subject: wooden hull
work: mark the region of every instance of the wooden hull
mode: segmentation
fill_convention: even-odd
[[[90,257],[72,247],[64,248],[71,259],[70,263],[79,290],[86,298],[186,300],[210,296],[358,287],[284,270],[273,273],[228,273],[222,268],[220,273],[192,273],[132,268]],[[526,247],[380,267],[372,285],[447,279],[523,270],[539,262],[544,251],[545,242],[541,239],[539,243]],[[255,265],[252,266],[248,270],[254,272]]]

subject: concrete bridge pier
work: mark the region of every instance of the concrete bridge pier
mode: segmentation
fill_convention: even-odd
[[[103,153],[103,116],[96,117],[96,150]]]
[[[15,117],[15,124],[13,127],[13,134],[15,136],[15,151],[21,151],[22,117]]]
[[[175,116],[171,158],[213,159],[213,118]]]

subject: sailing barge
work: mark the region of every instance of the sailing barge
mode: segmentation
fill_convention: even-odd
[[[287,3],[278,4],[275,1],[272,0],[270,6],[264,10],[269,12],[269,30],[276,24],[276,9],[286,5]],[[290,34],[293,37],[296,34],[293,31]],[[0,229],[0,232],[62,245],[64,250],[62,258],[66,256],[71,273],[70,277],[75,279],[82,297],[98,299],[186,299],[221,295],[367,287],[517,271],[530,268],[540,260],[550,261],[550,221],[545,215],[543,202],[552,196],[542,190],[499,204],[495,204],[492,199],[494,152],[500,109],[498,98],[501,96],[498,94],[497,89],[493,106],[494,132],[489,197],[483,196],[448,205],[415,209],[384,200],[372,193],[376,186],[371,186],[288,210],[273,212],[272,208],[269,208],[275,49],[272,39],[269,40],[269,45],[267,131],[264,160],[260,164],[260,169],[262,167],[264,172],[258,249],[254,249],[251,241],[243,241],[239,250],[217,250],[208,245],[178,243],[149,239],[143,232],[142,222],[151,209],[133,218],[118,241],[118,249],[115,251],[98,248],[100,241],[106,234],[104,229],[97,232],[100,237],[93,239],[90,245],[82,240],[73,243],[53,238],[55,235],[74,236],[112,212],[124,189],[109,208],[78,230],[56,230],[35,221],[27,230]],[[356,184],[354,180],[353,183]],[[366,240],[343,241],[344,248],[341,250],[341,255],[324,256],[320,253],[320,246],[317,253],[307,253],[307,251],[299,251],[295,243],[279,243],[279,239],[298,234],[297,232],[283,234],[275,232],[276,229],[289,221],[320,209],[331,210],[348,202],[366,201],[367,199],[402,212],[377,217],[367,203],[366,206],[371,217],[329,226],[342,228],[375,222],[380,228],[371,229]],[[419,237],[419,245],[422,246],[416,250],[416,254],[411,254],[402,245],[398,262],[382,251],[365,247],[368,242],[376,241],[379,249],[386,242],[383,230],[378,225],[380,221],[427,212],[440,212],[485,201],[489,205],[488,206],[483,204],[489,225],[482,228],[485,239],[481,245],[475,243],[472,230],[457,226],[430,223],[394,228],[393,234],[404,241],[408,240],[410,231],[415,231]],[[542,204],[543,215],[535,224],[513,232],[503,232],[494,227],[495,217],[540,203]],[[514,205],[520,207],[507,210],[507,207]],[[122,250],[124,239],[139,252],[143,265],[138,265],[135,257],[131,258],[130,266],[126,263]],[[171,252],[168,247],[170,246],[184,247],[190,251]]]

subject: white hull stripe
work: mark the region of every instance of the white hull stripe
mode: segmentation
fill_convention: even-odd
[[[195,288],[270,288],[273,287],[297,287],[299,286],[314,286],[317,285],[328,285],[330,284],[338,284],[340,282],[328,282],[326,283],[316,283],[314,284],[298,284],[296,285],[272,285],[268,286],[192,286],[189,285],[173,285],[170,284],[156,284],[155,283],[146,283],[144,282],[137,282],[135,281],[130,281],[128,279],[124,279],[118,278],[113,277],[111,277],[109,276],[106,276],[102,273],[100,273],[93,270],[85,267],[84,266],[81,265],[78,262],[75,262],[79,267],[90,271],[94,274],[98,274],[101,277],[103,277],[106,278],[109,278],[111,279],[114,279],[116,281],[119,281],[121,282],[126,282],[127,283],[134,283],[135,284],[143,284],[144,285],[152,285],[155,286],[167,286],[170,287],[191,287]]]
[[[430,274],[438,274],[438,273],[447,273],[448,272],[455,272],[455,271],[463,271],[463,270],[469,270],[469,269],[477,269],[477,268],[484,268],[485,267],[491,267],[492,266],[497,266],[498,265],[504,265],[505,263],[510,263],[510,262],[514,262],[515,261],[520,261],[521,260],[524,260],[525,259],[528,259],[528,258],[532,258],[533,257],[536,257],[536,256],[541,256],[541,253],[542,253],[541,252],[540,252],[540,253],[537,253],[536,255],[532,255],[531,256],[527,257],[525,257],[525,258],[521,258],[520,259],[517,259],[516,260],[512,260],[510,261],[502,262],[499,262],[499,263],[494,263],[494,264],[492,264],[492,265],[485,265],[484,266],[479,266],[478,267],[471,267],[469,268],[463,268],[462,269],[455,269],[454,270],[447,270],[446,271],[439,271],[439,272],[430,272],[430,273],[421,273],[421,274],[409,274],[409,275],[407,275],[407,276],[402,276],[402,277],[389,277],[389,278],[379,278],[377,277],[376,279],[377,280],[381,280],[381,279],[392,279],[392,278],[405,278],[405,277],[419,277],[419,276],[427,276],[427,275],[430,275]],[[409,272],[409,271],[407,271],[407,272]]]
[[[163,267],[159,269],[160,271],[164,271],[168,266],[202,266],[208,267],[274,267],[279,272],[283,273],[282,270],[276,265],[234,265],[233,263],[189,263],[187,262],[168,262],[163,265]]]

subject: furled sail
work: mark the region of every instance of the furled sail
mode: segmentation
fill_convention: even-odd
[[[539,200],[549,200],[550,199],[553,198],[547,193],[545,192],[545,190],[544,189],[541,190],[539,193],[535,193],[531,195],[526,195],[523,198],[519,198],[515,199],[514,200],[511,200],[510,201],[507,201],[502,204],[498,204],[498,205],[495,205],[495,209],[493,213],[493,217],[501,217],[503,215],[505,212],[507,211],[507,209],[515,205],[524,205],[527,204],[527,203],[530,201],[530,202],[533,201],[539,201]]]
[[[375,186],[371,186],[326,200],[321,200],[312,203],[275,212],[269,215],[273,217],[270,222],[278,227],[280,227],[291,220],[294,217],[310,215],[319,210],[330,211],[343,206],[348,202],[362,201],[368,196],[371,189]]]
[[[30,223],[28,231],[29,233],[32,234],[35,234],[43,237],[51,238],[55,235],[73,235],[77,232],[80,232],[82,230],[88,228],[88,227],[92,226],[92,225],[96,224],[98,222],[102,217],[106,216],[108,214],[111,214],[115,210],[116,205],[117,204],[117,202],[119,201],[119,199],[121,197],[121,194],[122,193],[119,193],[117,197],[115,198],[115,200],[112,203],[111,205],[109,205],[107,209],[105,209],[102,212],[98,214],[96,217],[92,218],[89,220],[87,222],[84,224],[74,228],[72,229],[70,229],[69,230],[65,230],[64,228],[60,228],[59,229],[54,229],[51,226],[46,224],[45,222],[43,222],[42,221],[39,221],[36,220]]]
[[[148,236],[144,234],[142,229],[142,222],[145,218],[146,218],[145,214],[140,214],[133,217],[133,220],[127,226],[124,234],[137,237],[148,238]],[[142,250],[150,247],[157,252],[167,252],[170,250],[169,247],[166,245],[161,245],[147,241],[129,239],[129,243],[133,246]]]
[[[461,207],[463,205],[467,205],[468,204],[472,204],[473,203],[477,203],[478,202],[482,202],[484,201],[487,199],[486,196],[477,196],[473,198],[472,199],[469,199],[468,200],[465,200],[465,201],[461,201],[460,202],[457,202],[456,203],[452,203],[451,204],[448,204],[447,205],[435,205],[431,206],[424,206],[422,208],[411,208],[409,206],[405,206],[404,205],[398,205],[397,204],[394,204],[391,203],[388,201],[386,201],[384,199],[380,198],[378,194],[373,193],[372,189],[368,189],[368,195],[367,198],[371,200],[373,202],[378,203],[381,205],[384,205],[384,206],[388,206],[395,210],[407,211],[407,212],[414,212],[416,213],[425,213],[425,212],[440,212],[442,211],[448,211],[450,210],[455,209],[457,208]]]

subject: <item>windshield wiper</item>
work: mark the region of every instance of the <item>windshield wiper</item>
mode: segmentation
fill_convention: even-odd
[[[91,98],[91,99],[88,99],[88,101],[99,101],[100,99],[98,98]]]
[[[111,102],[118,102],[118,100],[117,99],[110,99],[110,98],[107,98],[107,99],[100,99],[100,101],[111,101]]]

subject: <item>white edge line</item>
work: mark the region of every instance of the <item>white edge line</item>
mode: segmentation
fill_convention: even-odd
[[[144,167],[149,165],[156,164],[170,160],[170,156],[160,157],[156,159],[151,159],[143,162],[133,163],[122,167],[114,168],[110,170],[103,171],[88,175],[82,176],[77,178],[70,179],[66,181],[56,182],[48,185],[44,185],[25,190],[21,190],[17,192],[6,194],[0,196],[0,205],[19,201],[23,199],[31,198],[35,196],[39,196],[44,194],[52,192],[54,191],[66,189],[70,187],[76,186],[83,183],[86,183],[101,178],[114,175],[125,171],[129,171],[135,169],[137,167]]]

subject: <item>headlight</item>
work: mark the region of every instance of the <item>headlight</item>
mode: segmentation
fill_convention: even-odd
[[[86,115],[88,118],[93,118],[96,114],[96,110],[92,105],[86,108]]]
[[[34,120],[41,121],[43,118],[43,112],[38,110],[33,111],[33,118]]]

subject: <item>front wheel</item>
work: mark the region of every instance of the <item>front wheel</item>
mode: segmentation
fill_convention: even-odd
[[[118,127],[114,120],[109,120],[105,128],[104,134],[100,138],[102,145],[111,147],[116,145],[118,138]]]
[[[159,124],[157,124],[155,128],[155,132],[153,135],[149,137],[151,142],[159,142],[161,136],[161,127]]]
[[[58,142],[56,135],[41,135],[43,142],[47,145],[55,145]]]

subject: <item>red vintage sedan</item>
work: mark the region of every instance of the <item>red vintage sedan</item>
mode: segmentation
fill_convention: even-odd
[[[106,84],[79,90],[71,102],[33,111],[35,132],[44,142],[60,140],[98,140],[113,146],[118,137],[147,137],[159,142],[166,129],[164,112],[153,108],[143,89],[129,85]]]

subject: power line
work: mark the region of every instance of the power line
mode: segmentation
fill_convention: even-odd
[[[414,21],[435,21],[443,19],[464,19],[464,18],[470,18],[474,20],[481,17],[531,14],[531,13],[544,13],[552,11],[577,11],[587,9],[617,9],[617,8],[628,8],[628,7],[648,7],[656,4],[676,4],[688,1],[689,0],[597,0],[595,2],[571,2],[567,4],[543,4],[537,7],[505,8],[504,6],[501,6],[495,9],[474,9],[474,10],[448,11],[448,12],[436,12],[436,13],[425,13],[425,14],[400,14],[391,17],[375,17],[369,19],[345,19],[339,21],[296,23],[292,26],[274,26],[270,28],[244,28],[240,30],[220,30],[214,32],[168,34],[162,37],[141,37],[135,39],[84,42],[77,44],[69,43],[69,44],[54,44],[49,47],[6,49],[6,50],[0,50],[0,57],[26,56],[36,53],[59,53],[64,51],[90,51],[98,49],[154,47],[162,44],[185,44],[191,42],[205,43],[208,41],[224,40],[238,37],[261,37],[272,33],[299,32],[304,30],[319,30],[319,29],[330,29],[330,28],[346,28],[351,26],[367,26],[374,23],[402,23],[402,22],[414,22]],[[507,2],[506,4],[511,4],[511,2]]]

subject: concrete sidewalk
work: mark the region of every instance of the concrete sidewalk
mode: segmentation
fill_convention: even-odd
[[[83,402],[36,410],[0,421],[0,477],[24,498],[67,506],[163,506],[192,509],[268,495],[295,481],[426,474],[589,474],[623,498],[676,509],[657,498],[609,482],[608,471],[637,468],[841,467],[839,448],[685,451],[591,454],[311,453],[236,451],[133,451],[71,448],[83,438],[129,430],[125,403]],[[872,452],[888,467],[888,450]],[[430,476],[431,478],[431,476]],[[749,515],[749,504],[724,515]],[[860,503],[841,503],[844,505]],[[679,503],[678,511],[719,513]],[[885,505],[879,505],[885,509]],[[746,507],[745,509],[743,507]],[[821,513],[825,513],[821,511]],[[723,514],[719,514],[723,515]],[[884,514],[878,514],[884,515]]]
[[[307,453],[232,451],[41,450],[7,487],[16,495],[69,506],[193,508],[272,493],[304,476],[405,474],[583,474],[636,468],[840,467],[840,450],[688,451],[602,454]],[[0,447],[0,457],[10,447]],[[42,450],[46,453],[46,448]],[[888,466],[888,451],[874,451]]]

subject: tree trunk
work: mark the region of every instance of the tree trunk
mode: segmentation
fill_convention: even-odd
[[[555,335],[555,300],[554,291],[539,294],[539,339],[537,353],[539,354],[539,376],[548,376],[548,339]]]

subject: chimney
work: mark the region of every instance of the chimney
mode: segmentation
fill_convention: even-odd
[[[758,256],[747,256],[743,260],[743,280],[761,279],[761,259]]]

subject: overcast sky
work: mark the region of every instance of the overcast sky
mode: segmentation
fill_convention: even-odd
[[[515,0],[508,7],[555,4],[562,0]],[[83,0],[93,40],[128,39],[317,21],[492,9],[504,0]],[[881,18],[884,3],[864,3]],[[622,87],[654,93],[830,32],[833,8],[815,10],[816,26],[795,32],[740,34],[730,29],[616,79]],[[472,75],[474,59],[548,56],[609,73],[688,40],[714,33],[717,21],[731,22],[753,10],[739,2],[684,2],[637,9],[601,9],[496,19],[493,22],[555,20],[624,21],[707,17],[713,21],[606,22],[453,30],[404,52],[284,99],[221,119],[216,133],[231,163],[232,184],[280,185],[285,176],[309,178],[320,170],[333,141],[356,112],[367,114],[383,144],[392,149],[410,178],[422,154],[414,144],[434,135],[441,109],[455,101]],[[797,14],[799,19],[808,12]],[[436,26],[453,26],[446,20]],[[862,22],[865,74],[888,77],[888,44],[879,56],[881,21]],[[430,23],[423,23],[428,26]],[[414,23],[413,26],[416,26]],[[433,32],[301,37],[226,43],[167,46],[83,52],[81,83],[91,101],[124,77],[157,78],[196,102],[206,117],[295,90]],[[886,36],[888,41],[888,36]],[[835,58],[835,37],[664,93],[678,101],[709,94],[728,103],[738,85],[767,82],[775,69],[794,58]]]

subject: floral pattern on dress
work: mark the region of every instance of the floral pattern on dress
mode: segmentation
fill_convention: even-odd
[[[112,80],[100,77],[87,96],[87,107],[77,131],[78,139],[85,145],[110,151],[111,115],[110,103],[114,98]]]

****

● **WHAT TO WORK ON**
Please copy the items above without any change, starting at the first line and ending at the line that contains "[[[175,116],[171,158],[213,159],[213,118]]]", with both of those lines included.

● **EXPECTED ANSWER**
subject: wooden hull
work: mark the region of every instance of the wooden hull
mode: segmentation
fill_convention: even-odd
[[[90,257],[72,247],[64,248],[71,259],[70,263],[79,290],[86,298],[186,300],[210,296],[358,287],[284,270],[273,273],[228,273],[222,268],[220,273],[192,273],[132,268]],[[526,247],[380,267],[372,285],[447,279],[523,270],[539,262],[544,251],[545,242],[541,239],[539,243]],[[255,265],[252,266],[248,270],[254,272]]]

subject: concrete bridge pier
work: mark the region of every instance of the concrete bridge pier
mode: segmentation
fill_convention: even-odd
[[[103,153],[103,116],[96,117],[96,150]]]
[[[15,117],[15,124],[13,127],[13,134],[15,136],[15,151],[21,151],[22,117]]]
[[[175,116],[171,158],[213,159],[213,118]]]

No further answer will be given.